**What to do**
Put the stretch of items below, from the first line through the line containing "<point>367,135</point>", into a Markdown table with the columns Number and Entry. Give each line its own numbered row and leave out blank lines.

**Data supplied**
========
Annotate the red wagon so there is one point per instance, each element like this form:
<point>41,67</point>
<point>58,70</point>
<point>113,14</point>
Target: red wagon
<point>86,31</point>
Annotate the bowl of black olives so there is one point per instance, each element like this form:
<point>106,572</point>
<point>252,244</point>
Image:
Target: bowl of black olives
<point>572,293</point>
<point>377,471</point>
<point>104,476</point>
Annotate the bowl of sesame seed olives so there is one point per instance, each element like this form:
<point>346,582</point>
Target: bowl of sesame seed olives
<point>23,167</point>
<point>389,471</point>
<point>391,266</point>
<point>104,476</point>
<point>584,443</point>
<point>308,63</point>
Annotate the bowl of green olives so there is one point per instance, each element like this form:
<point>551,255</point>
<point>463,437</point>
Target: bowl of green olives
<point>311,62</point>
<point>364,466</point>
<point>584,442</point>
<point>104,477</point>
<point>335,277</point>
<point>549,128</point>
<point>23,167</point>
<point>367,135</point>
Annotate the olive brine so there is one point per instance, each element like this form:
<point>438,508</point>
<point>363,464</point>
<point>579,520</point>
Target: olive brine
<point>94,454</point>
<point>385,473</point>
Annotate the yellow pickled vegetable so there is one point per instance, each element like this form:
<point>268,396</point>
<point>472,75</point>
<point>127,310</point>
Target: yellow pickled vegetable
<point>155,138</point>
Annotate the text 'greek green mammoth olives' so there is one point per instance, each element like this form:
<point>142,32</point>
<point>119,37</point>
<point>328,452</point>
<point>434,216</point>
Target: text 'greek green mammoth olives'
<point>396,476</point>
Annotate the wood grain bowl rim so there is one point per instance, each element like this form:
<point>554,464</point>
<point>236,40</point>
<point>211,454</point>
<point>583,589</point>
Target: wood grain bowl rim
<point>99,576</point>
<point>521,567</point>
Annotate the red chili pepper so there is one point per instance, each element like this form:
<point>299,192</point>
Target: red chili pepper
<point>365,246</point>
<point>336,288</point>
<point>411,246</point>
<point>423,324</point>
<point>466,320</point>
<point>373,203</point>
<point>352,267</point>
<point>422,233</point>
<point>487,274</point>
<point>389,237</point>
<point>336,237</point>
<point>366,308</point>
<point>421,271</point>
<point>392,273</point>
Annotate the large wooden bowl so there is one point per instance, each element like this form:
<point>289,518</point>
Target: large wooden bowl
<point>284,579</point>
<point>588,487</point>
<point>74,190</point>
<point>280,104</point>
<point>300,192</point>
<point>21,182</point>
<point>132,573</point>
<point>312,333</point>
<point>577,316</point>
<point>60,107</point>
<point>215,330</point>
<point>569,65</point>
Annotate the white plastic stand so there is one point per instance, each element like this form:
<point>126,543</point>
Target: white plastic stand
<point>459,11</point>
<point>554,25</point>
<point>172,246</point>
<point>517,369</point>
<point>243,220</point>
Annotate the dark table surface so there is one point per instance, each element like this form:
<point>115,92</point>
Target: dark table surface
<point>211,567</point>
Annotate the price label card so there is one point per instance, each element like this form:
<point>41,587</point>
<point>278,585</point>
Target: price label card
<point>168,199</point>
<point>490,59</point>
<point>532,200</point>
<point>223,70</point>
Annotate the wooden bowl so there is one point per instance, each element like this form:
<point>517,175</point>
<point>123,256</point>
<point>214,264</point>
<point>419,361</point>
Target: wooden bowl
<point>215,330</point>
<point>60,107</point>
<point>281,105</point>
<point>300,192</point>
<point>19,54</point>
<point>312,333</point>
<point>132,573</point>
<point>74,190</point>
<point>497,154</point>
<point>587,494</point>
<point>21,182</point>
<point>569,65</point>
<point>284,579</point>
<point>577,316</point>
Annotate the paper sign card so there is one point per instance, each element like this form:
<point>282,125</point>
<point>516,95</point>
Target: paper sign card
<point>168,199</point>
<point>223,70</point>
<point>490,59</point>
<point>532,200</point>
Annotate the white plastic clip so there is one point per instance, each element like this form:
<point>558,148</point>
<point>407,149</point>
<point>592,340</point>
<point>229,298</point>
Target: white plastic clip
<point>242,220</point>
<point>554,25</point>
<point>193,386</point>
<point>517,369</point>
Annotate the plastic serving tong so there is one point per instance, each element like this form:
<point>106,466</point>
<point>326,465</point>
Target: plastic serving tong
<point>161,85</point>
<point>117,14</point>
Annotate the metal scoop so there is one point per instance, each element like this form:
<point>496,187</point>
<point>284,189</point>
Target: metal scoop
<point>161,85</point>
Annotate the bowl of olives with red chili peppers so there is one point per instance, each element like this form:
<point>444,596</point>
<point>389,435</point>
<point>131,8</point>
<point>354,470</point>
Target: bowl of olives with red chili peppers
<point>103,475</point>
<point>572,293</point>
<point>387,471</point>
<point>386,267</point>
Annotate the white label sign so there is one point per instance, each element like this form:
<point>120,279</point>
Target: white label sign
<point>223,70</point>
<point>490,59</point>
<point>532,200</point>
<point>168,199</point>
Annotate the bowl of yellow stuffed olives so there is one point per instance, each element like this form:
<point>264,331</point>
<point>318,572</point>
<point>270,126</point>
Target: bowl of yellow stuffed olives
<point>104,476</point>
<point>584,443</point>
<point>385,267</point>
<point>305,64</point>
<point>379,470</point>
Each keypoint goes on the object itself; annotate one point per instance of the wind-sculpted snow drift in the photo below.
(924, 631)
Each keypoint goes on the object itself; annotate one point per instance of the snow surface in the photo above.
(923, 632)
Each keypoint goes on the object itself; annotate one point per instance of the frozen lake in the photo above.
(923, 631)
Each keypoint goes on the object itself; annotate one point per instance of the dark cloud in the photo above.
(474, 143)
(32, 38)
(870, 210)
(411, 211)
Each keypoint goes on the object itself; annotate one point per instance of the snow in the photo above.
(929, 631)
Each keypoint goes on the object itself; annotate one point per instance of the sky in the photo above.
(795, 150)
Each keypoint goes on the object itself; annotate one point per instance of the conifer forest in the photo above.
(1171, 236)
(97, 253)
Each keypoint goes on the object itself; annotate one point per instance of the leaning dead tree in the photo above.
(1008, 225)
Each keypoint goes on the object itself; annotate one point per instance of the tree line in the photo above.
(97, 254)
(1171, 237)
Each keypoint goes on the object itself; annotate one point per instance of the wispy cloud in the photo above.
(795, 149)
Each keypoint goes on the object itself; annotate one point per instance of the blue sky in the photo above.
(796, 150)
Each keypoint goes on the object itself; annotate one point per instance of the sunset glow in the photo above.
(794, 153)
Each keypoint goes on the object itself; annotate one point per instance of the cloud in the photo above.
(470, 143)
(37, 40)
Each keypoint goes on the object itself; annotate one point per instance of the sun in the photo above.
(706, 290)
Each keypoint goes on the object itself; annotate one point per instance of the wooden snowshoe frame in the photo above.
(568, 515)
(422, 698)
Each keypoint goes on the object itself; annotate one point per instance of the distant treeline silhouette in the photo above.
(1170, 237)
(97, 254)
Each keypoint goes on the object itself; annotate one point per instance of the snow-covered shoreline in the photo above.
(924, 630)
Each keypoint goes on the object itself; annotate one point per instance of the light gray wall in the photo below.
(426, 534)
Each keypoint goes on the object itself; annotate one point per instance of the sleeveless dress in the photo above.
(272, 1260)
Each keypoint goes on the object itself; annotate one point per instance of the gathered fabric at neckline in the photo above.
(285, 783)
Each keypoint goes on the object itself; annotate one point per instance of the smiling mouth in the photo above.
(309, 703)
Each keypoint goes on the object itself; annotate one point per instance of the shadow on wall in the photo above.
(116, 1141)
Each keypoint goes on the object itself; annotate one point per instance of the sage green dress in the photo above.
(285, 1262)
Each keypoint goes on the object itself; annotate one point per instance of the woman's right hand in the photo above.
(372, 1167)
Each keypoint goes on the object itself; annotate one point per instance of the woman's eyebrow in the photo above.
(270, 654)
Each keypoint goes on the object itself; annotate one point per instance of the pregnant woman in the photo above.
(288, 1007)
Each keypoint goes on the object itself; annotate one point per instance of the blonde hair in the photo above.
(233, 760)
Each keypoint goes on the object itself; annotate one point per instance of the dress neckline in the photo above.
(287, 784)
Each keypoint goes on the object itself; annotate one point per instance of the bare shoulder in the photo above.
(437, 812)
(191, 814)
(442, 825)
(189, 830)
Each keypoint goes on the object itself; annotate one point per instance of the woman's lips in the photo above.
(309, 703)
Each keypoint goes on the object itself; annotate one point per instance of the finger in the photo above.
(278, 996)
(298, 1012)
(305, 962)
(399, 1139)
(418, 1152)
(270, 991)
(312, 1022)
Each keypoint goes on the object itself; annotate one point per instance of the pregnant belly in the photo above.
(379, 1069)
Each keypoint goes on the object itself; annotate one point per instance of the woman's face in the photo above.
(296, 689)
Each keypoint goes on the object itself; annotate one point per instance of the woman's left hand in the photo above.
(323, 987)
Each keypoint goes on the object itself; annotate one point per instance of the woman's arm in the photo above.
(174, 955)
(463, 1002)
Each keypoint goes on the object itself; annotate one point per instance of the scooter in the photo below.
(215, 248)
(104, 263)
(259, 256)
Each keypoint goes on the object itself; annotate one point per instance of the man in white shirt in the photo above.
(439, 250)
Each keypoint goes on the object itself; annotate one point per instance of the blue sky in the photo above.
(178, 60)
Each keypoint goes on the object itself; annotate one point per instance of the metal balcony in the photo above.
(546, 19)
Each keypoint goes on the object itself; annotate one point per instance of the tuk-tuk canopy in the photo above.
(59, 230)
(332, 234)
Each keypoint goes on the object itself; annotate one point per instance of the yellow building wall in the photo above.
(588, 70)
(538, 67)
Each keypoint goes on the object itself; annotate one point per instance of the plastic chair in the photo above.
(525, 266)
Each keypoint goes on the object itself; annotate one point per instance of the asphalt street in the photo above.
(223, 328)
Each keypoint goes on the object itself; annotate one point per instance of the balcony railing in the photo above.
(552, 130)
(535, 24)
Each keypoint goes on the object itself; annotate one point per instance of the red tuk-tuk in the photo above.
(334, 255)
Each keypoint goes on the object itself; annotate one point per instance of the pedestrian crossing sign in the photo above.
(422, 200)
========
**Response to the task**
| Number | Entry |
|---|---|
| 1 | Annotate the red wagon so there is one point per instance, each element like this form: |
| 2 | <point>41,67</point> |
| 3 | <point>58,70</point> |
| 4 | <point>113,14</point> |
| 5 | Target: red wagon |
| 6 | <point>86,31</point> |
| 7 | Annotate the bowl of black olives so there is one point per instance, each element like this form: |
| 8 | <point>106,572</point> |
| 9 | <point>252,244</point> |
| 10 | Image: |
| 11 | Target: bowl of black olives |
| 12 | <point>572,293</point> |
| 13 | <point>377,471</point> |
| 14 | <point>104,476</point> |
| 15 | Annotate the bowl of sesame seed olives so there is one point per instance, each element like this form: |
| 16 | <point>346,582</point> |
| 17 | Target: bowl of sesame seed olives |
| 18 | <point>23,167</point> |
| 19 | <point>389,471</point> |
| 20 | <point>391,266</point> |
| 21 | <point>104,476</point> |
| 22 | <point>584,443</point> |
| 23 | <point>308,63</point> |
| 24 | Annotate the bowl of green olives so there is one point per instance, each element like this form: |
| 25 | <point>551,255</point> |
| 26 | <point>463,437</point> |
| 27 | Target: bowl of green olives |
| 28 | <point>311,62</point> |
| 29 | <point>364,466</point> |
| 30 | <point>584,442</point> |
| 31 | <point>104,477</point> |
| 32 | <point>335,277</point> |
| 33 | <point>549,128</point> |
| 34 | <point>23,167</point> |
| 35 | <point>367,135</point> |